Task details. From the first line of the data below through the line holding "Target: roof rack", output each line exactly and leave the pictures out.

Records provided.
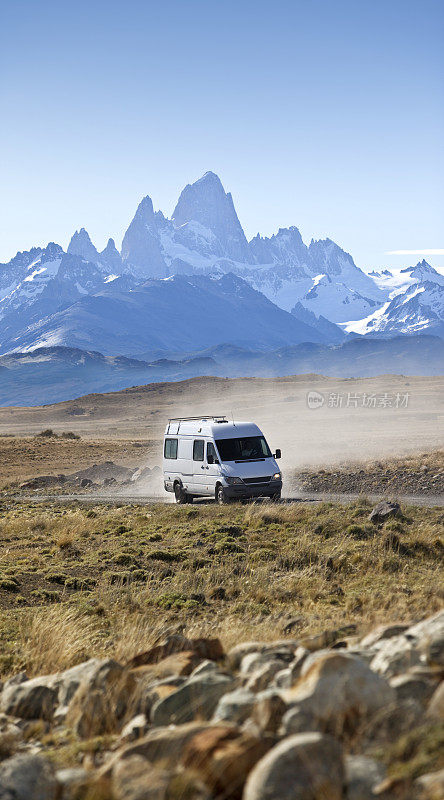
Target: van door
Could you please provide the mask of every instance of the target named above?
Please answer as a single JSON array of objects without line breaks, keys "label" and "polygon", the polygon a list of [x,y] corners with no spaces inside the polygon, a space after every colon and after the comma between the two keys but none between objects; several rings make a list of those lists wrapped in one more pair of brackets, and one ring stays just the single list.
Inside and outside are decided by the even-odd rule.
[{"label": "van door", "polygon": [[205,471],[207,473],[207,490],[213,497],[216,491],[217,479],[220,476],[219,456],[216,453],[213,442],[207,442],[207,463]]},{"label": "van door", "polygon": [[193,441],[193,492],[206,494],[205,440]]}]

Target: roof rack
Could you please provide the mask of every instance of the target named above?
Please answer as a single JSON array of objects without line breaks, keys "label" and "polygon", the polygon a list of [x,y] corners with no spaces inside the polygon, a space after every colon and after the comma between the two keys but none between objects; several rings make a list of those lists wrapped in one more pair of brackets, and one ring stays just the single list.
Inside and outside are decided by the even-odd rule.
[{"label": "roof rack", "polygon": [[216,422],[228,422],[226,414],[199,414],[198,417],[170,417],[168,422],[191,422],[192,420],[214,419]]}]

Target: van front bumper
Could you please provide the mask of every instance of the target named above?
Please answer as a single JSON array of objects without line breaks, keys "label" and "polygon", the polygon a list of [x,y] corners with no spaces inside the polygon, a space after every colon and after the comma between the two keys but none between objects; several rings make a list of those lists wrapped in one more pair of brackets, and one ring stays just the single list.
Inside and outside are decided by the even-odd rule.
[{"label": "van front bumper", "polygon": [[224,486],[224,492],[230,500],[239,500],[247,497],[274,497],[282,490],[282,481],[269,481],[268,483],[235,483],[234,486]]}]

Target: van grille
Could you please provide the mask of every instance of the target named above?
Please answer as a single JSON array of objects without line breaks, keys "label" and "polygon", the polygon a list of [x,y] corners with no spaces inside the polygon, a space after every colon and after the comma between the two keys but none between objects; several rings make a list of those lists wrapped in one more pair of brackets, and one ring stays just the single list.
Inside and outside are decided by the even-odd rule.
[{"label": "van grille", "polygon": [[262,478],[242,478],[244,483],[269,483],[271,475],[264,475]]}]

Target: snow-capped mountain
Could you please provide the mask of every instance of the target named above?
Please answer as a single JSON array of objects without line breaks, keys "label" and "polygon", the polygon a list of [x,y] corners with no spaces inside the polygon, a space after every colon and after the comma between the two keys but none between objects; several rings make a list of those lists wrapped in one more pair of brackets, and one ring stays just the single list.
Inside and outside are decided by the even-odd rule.
[{"label": "snow-capped mountain", "polygon": [[[11,274],[11,269],[9,270]],[[0,270],[0,275],[1,275]],[[6,283],[8,279],[4,280]],[[0,343],[14,347],[23,330],[33,330],[42,319],[67,308],[84,295],[99,291],[109,277],[98,265],[56,244],[21,253],[15,264],[14,288],[0,292]]]},{"label": "snow-capped mountain", "polygon": [[335,322],[364,316],[387,297],[330,239],[307,246],[291,227],[247,242],[231,194],[213,172],[185,187],[171,220],[145,197],[124,236],[122,257],[127,269],[146,277],[234,272],[286,311],[301,302]]},{"label": "snow-capped mountain", "polygon": [[[176,277],[170,282],[171,276]],[[178,276],[194,277],[181,284]],[[238,284],[234,276],[241,279]],[[210,281],[204,294],[206,300],[213,298],[211,313],[205,315],[195,302],[203,292],[199,278]],[[265,320],[274,315],[276,335],[270,330],[269,336],[275,346],[285,336],[287,343],[300,335],[313,342],[340,343],[348,334],[438,333],[443,285],[444,276],[426,261],[366,274],[331,239],[306,245],[294,226],[248,242],[231,194],[217,175],[207,172],[185,187],[171,219],[154,210],[149,196],[143,198],[121,253],[113,239],[99,252],[81,228],[67,253],[50,243],[0,264],[0,352],[68,343],[107,354],[112,347],[116,354],[137,353],[139,339],[145,342],[142,350],[189,349],[205,346],[205,336],[208,344],[245,343],[251,336],[262,346],[260,303],[265,304]],[[178,287],[194,318],[184,297],[179,302]],[[234,312],[245,317],[242,324]],[[250,334],[244,321],[252,326]]]},{"label": "snow-capped mountain", "polygon": [[[359,330],[356,330],[356,327]],[[431,333],[444,336],[444,282],[414,283],[354,328],[363,335]],[[349,327],[348,331],[351,332]]]},{"label": "snow-capped mountain", "polygon": [[100,344],[105,355],[138,355],[147,350],[184,353],[224,342],[270,350],[326,340],[242,278],[226,273],[151,279],[129,290],[110,283],[3,339],[0,352]]}]

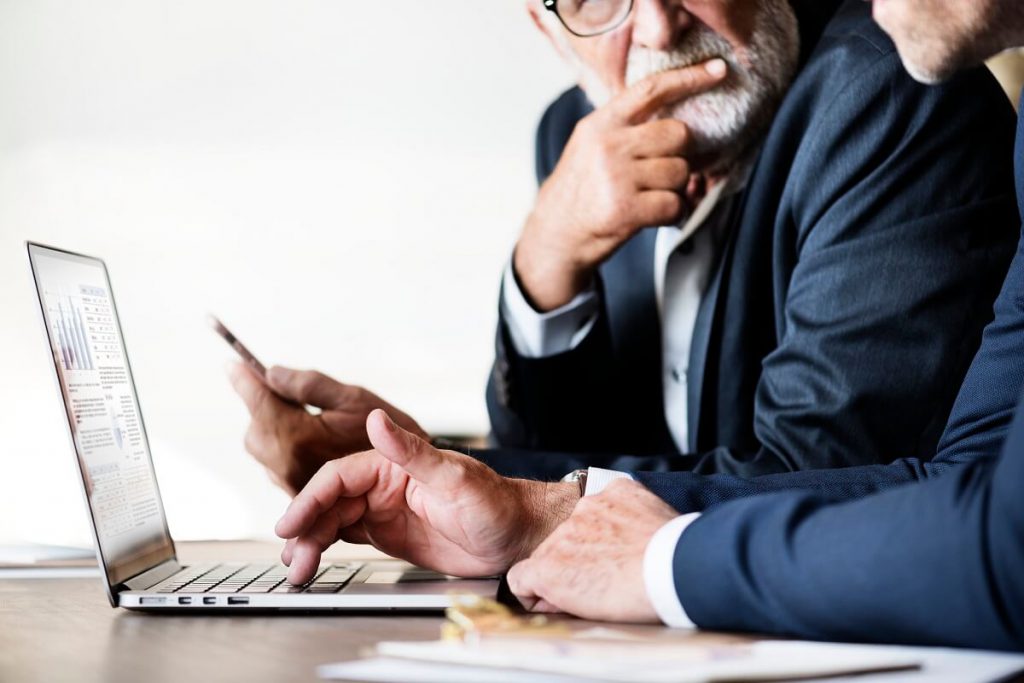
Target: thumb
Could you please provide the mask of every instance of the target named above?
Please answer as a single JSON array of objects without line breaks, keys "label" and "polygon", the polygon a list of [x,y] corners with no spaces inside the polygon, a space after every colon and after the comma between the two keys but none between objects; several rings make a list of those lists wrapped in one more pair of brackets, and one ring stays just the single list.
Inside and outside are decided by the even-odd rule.
[{"label": "thumb", "polygon": [[451,457],[399,427],[380,408],[366,418],[366,435],[378,453],[427,486],[443,487],[460,471]]},{"label": "thumb", "polygon": [[703,64],[669,69],[637,81],[608,103],[609,111],[624,123],[645,121],[658,110],[718,86],[729,73],[721,57]]},{"label": "thumb", "polygon": [[293,370],[279,365],[267,370],[267,385],[282,398],[318,408],[339,407],[351,389],[322,372]]}]

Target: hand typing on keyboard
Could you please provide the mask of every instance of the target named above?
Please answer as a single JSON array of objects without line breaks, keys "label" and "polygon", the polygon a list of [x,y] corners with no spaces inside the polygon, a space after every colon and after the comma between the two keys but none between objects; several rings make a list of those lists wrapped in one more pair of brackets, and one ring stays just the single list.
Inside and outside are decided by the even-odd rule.
[{"label": "hand typing on keyboard", "polygon": [[288,580],[303,584],[338,540],[454,576],[491,576],[527,557],[572,512],[576,483],[502,477],[441,451],[384,411],[366,421],[375,450],[324,465],[277,524]]}]

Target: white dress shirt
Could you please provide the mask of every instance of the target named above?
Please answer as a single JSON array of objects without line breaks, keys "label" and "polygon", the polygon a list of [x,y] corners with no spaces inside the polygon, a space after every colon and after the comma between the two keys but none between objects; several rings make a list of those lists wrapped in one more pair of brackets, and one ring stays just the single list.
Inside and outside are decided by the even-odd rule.
[{"label": "white dress shirt", "polygon": [[[661,318],[662,391],[665,421],[680,452],[689,449],[687,382],[690,346],[701,299],[727,228],[728,183],[720,183],[680,228],[657,228],[654,292]],[[684,245],[686,245],[684,247]],[[509,263],[502,287],[502,312],[519,355],[544,358],[576,348],[594,326],[601,305],[594,287],[547,313],[527,302]]]},{"label": "white dress shirt", "polygon": [[[625,472],[591,467],[587,470],[587,489],[583,495],[596,496],[616,479],[632,478]],[[673,558],[683,532],[698,517],[700,517],[699,512],[692,512],[667,522],[654,533],[644,551],[644,590],[647,591],[647,599],[651,601],[651,605],[654,606],[654,611],[657,612],[662,623],[673,628],[695,628],[696,626],[687,616],[683,602],[679,599],[676,579],[673,574]]]},{"label": "white dress shirt", "polygon": [[[683,453],[689,450],[687,375],[697,312],[728,227],[730,202],[744,184],[719,184],[681,228],[657,229],[654,293],[661,317],[665,421],[672,440]],[[689,246],[681,248],[687,242]],[[516,351],[526,358],[544,358],[576,348],[593,328],[600,306],[597,290],[591,287],[561,308],[539,313],[519,289],[512,263],[505,269],[502,292],[501,306],[509,335]],[[591,467],[584,495],[597,495],[610,482],[623,478],[632,479],[625,472]],[[695,512],[666,523],[644,552],[644,588],[658,617],[667,626],[694,628],[676,591],[672,560],[683,532],[699,517],[700,513]]]}]

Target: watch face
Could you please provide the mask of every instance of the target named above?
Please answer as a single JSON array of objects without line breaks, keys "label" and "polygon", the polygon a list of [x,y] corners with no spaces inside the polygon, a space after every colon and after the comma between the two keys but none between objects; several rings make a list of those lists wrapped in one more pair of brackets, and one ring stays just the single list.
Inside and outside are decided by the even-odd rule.
[{"label": "watch face", "polygon": [[564,482],[576,482],[580,487],[580,498],[587,495],[587,470],[573,470],[562,477]]},{"label": "watch face", "polygon": [[581,477],[586,476],[586,470],[573,470],[569,474],[562,477],[562,481],[579,481]]}]

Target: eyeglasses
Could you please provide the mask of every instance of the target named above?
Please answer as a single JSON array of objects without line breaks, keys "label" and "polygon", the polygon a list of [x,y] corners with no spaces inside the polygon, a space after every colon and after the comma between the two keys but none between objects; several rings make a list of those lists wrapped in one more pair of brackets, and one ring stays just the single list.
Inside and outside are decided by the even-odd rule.
[{"label": "eyeglasses", "polygon": [[562,26],[581,38],[599,36],[618,28],[633,11],[633,0],[544,0]]}]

Result of this task.
Target: van door
Could you please provide the mask of every instance of the target named above?
Please answer as a single JSON array of objects without line breaks, keys "label" and "polygon", the polygon a list of [x,y] corners with no spaces inside the polygon, a space after every colon and after the comma between the two keys but none between objects; several rings make a list of those lists wrapped in one more pair of brackets, and one ring stays just the single list.
Inside and outside are decided by the even-odd rule.
[{"label": "van door", "polygon": [[205,471],[207,473],[207,490],[213,497],[216,491],[217,479],[220,476],[219,456],[216,453],[213,442],[207,442],[207,463]]},{"label": "van door", "polygon": [[193,441],[193,492],[206,494],[205,440]]}]

Target: roof rack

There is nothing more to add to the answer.